* _STATED PROBLEM_:
Show each line in the items below that contains the word "Target". Case matters.

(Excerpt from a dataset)
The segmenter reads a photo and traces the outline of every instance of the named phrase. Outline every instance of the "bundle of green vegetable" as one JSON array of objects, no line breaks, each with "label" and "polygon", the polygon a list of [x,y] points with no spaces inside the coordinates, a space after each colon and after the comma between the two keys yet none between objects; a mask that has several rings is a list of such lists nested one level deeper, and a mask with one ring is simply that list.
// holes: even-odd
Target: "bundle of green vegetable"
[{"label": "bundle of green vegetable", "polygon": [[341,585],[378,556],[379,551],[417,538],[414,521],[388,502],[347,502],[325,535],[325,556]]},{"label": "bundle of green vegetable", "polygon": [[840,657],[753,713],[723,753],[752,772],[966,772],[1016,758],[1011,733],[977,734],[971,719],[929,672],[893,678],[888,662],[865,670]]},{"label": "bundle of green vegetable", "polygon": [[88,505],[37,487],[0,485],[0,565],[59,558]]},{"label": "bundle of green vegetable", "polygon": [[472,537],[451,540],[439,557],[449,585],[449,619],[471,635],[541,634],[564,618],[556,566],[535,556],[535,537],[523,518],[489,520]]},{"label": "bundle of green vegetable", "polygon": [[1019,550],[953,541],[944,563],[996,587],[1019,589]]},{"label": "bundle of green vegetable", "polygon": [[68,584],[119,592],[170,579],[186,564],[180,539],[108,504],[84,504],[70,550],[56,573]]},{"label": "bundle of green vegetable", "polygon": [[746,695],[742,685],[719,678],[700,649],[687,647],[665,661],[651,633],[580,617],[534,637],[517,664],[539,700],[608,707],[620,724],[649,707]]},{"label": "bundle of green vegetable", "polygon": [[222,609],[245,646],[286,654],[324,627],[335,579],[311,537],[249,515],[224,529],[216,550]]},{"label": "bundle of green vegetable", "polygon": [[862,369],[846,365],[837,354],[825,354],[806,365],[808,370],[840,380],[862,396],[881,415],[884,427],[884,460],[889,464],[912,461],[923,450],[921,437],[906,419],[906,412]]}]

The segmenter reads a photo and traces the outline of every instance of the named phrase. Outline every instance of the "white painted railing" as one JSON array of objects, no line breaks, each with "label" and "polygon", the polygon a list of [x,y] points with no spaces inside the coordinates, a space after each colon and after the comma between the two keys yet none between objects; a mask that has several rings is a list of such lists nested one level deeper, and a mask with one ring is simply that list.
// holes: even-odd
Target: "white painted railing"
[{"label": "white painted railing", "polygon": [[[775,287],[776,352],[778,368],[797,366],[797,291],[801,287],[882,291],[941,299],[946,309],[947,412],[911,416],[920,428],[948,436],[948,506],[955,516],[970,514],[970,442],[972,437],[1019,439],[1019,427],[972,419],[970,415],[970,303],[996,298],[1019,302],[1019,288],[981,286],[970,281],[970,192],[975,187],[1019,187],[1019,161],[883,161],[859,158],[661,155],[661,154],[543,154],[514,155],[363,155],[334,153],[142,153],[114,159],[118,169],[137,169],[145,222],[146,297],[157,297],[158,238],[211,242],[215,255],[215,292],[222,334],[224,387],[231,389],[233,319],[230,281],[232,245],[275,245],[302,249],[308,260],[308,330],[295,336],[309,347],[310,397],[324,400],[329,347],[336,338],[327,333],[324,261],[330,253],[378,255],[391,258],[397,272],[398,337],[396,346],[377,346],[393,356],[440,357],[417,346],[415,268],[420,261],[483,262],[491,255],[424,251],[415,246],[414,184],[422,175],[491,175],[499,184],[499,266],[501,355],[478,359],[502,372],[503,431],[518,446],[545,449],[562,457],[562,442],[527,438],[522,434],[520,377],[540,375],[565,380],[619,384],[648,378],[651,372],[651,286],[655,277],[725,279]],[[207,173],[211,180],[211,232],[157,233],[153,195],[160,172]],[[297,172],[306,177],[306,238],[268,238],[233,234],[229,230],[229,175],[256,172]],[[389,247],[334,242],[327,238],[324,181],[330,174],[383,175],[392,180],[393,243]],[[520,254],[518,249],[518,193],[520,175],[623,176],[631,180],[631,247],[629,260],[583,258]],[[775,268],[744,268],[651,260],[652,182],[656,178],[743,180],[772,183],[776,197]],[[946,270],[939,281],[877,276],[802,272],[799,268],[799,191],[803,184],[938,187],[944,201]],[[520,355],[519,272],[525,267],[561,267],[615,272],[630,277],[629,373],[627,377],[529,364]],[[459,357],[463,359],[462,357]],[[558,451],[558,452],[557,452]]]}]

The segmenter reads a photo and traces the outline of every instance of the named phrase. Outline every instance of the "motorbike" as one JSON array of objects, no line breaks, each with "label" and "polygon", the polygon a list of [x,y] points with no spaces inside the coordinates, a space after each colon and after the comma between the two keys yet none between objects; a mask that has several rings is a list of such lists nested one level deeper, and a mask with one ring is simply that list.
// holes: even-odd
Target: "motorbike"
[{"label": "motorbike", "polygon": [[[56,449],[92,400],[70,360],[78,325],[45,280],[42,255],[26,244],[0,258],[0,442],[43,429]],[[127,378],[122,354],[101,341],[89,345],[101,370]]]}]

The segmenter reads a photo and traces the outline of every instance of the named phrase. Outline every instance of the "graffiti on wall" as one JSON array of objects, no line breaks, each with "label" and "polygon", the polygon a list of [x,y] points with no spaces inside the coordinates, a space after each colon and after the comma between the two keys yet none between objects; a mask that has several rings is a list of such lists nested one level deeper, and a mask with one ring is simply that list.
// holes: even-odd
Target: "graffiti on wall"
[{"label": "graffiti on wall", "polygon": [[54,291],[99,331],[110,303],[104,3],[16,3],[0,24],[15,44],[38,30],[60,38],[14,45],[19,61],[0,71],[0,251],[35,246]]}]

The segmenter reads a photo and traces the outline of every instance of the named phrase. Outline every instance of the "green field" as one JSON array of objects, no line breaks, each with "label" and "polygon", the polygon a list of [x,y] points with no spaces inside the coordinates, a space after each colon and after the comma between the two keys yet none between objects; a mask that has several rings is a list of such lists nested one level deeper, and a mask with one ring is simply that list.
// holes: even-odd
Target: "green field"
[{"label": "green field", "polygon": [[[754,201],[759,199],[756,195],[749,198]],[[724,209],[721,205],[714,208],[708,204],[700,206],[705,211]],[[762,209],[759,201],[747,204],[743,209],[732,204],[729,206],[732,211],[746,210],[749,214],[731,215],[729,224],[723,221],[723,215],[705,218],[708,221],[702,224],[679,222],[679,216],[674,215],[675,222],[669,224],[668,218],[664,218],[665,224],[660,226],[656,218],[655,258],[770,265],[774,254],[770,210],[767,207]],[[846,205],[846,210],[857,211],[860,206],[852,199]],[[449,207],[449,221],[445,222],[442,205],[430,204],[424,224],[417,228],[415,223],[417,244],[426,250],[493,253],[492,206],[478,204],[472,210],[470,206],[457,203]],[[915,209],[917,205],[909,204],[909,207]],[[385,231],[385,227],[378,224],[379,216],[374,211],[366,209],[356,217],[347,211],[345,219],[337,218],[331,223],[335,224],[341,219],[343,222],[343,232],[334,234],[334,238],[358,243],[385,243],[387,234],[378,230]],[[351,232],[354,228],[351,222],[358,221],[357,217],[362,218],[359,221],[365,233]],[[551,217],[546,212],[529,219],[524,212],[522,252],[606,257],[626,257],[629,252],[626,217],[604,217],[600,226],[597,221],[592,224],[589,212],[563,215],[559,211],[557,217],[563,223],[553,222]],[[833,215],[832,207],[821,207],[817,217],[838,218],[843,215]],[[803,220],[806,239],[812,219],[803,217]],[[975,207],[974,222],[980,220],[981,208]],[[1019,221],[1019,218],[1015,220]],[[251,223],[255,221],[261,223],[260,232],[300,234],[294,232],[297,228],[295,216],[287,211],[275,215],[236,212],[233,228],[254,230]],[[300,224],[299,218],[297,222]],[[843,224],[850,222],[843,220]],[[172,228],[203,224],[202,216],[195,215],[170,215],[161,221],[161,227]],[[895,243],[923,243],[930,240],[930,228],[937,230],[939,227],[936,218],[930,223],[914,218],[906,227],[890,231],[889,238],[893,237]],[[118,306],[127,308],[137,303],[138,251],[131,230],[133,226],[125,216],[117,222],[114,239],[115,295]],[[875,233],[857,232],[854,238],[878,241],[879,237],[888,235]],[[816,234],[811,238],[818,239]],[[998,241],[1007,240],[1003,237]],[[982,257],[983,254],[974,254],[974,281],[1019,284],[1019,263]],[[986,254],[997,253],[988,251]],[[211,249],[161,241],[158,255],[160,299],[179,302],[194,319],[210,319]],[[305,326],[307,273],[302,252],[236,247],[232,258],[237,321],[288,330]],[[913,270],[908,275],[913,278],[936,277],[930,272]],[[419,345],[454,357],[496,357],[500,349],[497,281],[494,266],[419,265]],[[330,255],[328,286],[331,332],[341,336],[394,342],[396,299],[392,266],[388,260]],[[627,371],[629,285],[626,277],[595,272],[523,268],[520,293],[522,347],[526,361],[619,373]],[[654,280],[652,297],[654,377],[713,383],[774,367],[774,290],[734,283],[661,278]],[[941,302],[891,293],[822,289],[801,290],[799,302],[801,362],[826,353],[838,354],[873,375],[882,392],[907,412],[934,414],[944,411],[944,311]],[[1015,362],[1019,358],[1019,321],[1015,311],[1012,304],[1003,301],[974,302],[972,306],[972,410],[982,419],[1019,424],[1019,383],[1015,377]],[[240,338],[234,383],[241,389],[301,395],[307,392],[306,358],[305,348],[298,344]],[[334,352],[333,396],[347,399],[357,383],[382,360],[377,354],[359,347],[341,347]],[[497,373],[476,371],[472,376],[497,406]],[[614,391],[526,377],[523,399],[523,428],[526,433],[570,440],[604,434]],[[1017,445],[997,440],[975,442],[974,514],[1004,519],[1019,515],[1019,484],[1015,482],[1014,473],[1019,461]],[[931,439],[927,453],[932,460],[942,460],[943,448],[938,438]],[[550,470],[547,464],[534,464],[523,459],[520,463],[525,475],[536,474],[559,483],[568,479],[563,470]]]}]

* _THE COMPLETED TASK_:
Target: "bundle of green vegetable"
Target: "white painted railing"
Target: "motorbike"
Target: "graffiti on wall"
Target: "green field"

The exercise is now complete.